### Assignment
Please restate the data word for word, leaving out no line.

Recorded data
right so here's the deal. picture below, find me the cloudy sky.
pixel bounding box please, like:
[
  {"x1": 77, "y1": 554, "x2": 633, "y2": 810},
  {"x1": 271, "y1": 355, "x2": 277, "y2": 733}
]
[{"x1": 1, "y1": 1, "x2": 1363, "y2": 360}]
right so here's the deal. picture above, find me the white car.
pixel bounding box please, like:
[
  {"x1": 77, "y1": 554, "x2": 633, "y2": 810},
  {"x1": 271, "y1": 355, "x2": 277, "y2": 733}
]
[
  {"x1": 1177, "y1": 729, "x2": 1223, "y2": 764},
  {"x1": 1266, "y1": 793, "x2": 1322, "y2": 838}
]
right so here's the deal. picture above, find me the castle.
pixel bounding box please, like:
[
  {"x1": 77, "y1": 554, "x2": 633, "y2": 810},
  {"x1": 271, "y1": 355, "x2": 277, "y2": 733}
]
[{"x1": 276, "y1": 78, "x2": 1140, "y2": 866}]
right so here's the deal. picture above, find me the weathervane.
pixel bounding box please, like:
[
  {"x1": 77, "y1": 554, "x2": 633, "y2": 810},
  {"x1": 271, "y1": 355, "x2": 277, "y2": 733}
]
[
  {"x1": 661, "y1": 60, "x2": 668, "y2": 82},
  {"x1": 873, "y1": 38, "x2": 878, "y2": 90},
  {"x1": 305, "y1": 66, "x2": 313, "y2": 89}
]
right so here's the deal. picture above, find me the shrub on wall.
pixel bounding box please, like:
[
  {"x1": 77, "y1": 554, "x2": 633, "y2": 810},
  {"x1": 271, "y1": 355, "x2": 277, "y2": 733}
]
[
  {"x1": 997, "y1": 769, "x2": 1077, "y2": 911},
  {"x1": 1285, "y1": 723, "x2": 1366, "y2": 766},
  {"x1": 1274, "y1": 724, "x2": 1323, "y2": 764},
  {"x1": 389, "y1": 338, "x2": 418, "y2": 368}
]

### Answer to the exercise
right so here's the deal. picture below, find me the cloudy sky.
pixel bounding box please, like:
[
  {"x1": 77, "y1": 554, "x2": 633, "y2": 810},
  {"x1": 271, "y1": 355, "x2": 277, "y2": 733}
]
[{"x1": 1, "y1": 1, "x2": 1363, "y2": 360}]
right so here's the deal. picture above, find me the white car.
pixel bounding box please, like:
[
  {"x1": 77, "y1": 554, "x2": 633, "y2": 810},
  {"x1": 271, "y1": 355, "x2": 277, "y2": 733}
]
[
  {"x1": 1177, "y1": 729, "x2": 1223, "y2": 764},
  {"x1": 1266, "y1": 793, "x2": 1322, "y2": 838}
]
right so here's the deal. picture above, find me the castle.
pixel bounding box please, like:
[
  {"x1": 77, "y1": 554, "x2": 633, "y2": 810},
  {"x1": 271, "y1": 355, "x2": 277, "y2": 733}
]
[{"x1": 276, "y1": 78, "x2": 1140, "y2": 866}]
right so here's the deal. picture above, find me the weathervane.
pixel bounding box please, like:
[
  {"x1": 77, "y1": 554, "x2": 633, "y2": 810},
  {"x1": 271, "y1": 355, "x2": 277, "y2": 733}
]
[
  {"x1": 661, "y1": 60, "x2": 668, "y2": 82},
  {"x1": 873, "y1": 38, "x2": 878, "y2": 90},
  {"x1": 305, "y1": 66, "x2": 313, "y2": 89}
]
right so here's the deal. picture above, find me the shrub on wall.
pixel bounding box please, like:
[
  {"x1": 77, "y1": 554, "x2": 633, "y2": 810},
  {"x1": 271, "y1": 355, "x2": 277, "y2": 733}
]
[
  {"x1": 997, "y1": 769, "x2": 1077, "y2": 911},
  {"x1": 1285, "y1": 723, "x2": 1366, "y2": 766},
  {"x1": 1274, "y1": 724, "x2": 1323, "y2": 764},
  {"x1": 389, "y1": 338, "x2": 418, "y2": 368}
]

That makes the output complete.